══ EXCERPTED TEXT
Heaven-haven

Deep within me there hides a contemplative nun, who wants to do nothing in this world but observe its wondrous mysteries and pray for its wellbeing. It’s rather disturbing for a man to find this buried beneath his ingrained habit of action—to be always doing, whether or not it’s reasonable: action for the sake of it. I still have that within me—to play, to learn, to blunder, to survive, to reproduce; but too much more might be mere repetition, and now contemplation begins to seek its place in the sun.

Two of the poets I most revere have imagined themselves nuns. Tennyson’s St Agnes’ Eve has 36 lines, beginning:

Deep on the convent-roof the snows
Are sparkling to the moon
My breath to heaven like vapour goes:
May my soul follow soon!
The shadows of the convent-towers
Slant down the snowy sward
Still creeping with the creeping hours
That lead me to my Lord:
Make Thou my spirit pure and clear
As are the frosty skies
Or this first snowdrop of the year
That in my bosom lies.
════
══ DATASET EXCERPTS
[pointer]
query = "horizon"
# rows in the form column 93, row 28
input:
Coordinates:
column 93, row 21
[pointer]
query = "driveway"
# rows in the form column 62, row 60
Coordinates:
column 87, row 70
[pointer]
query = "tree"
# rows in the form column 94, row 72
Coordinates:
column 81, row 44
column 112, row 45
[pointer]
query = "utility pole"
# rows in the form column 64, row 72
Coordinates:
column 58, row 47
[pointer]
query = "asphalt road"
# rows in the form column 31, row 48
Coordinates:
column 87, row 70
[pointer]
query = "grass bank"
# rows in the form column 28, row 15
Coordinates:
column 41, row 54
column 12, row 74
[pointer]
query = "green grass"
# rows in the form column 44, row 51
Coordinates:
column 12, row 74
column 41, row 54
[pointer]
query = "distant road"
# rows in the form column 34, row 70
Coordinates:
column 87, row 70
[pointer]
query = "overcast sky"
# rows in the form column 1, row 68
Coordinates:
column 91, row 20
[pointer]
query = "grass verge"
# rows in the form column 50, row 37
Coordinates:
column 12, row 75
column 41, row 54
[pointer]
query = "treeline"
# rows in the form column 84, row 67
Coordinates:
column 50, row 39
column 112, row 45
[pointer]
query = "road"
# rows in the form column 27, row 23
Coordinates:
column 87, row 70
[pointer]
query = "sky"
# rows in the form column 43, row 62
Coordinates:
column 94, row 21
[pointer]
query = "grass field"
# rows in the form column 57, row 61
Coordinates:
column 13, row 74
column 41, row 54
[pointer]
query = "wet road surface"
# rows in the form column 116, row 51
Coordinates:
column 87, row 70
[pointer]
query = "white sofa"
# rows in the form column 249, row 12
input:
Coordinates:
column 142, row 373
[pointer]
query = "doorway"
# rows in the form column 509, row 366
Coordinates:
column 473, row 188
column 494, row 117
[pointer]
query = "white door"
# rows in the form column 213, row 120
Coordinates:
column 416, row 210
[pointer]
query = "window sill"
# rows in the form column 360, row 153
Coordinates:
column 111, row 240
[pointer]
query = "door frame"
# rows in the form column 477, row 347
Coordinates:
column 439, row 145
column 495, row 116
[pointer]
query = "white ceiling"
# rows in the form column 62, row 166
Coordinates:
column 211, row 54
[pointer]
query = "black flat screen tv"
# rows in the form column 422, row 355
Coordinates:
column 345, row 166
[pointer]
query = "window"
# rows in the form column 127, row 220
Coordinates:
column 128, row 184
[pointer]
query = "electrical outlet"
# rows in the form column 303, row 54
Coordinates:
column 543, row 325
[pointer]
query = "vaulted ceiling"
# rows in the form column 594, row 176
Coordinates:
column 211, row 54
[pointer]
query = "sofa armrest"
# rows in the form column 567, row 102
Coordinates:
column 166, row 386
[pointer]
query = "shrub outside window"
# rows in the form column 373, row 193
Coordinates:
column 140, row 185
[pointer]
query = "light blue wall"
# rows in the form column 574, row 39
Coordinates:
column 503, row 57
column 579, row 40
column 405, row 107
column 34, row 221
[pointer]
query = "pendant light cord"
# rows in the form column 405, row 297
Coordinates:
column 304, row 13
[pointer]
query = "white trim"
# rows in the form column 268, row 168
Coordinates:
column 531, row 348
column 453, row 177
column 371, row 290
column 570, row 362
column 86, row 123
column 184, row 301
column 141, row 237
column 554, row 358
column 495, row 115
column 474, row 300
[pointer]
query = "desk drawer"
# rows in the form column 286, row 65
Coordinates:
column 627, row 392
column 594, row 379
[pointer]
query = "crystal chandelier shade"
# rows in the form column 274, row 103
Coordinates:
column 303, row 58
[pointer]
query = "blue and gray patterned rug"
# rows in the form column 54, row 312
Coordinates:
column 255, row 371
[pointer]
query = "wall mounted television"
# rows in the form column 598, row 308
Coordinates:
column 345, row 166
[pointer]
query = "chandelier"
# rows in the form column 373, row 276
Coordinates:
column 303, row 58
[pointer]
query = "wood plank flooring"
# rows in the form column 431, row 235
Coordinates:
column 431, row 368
════
**CHALLENGES**
**A.** From the Heaven-haven text, output everything from "Deep within me" down to "in the sun.", copied word for word.
**B.** Answer these questions on the Heaven-haven text:
(i) What does the writer say hides deep within?
(ii) How many lines does Tennyson's St Agnes' Eve have?
(iii) In the quoted poem, what is sparkling to the moon?

**THE REPLIES**
**A.**
Deep within me there hides a contemplative nun, who wants to do nothing in this world but observe its wondrous mysteries and pray for its wellbeing. It’s rather disturbing for a man to find this buried beneath his ingrained habit of action—to be always doing, whether or not it’s reasonable: action for the sake of it. I still have that within me—to play, to learn, to blunder, to survive, to reproduce; but too much more might be mere repetition, and now contemplation begins to seek its place in the sun.

**B.**
(i) A contemplative nun
(ii) 36 lines
(iii) The snows on the convent-roof